La vicenda analizzata dalla Suprema Corte nella sentenza di cui abbiamo parlato in questo post, fornisce l’occasione per indagare il fondamento e l’esatto contenuto dell’obbligazione medica, nonché i margini di risarcibilità dei pregiudizi non patrimoniali derivanti da un intervento, cui il paziente non abbia preventivamente acconsentito, ma che risulti comunque correttamente eseguito.

Altra questione, poi, una volta risolta positivamente la prima, è se sussista un autonomo spazio risarcitorio anche in assenza di pregiudizi alla salute del paziente.

Appurato che sembrerebbe sussistere responsabilità contrattuale per la mancata acquisizione di un valido consenso informato, occorre anche domandarsi se la responsabilità medica, appena delineata, possa configurarsi indipendentemente dalla valutazione della diligente esecuzione della prestazione, e addirittura a prescindere dall’esito peggiorativo dell’intervento praticato.

La Suprema Corte di Cassazione ha più volte statuito che l’intervento, compiuto in difetto di un valido consenso, legittima la pretesa risarcitoria del paziente, e il diritto del danneggiato non è escluso dal fatto che il trattamento eseguito risulti incensurabile alla stregua delle leges artis, in quanto la violazione dell’obbligo di acquisire il consenso e di fornire le necessarie informazioni è sufficiente di per sé, in presenza di un danno risarcibile, a far sorgere la responsabilità del sanitario.

Ciò sull’implicito rilievo che, in difetto di “consenso informato” da parte del paziente, l’intervento terapeutico costituisce un illecito, sicché il medico risponde delle conseguenze negative che ne siano derivate, quand’anche abbia correttamente eseguito quella prestazione.

Quanto ai pregiudizi risarcibili, viene in rilievo, innanzitutto, il danno alla salute, configurabile come aggravamento delle condizioni del paziente o insorgenza di nuove patologie. Il relativo ristoro presuppone che si tratti di conseguenze dell’atto terapeutico e, beninteso, causalmente ricollegabili all’intervento medico. Ai fini del risarcimento la prova del nesso di causalità materiale tra la lesione della salute e l’omissione imputabile al sanitario. Il paziente stesso deve dimostrare che, se adeguatamente informato, non si sarebbe sottoposto al trattamento.

## Elenco fornito
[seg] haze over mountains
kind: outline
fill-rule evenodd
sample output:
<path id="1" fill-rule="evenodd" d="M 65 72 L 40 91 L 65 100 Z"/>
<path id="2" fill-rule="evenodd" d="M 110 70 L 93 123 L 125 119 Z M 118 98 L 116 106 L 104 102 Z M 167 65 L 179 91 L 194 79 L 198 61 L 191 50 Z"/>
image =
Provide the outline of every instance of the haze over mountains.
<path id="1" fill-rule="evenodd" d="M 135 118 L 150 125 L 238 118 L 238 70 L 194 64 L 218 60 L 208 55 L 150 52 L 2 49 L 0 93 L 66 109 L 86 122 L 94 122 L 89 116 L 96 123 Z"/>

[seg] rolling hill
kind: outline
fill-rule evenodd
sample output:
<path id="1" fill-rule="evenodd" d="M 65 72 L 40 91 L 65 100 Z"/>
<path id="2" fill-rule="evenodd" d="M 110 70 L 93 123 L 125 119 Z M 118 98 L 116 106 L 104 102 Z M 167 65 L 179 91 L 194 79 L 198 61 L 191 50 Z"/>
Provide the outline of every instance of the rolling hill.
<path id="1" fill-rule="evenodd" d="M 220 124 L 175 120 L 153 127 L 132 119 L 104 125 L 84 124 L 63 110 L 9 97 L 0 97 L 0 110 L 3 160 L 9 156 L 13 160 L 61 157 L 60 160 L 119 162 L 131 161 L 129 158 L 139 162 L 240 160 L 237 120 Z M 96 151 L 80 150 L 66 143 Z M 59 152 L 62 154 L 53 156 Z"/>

## Domande di studio
(1) Trascrivi senza modifiche il brano del testo sul consenso informato che si apre con le parole contenenti "Ciò sull’implicito rilievo" e si chiude con "sottoposto al trattamento.".
(2) Secondo la prima frase del testo sul consenso informato, la vicenda offre l'occasione di indagare alcuni aspetti. Elencali tutti.

## Risposte alle domande
(1)
Ciò sull’implicito rilievo che, in difetto di “consenso informato” da parte del paziente, l’intervento terapeutico costituisce un illecito, sicché il medico risponde delle conseguenze negative che ne siano derivate, quand’anche abbia correttamente eseguito quella prestazione.

Quanto ai pregiudizi risarcibili, viene in rilievo, innanzitutto, il danno alla salute, configurabile come aggravamento delle condizioni del paziente o insorgenza di nuove patologie. Il relativo ristoro presuppone che si tratti di conseguenze dell’atto terapeutico e, beninteso, causalmente ricollegabili all’intervento medico. Ai fini del risarcimento la prova del nesso di causalità materiale tra la lesione della salute e l’omissione imputabile al sanitario. Il paziente stesso deve dimostrare che, se adeguatamente informato, non si sarebbe sottoposto al trattamento.

(2)
- il fondamento dell'obbligazione medica
- l'esatto contenuto dell'obbligazione medica
- i margini di risarcibilità dei pregiudizi non patrimoniali derivanti da un intervento cui il paziente non abbia preventivamente acconsentito, ma che risulti comunque correttamente eseguito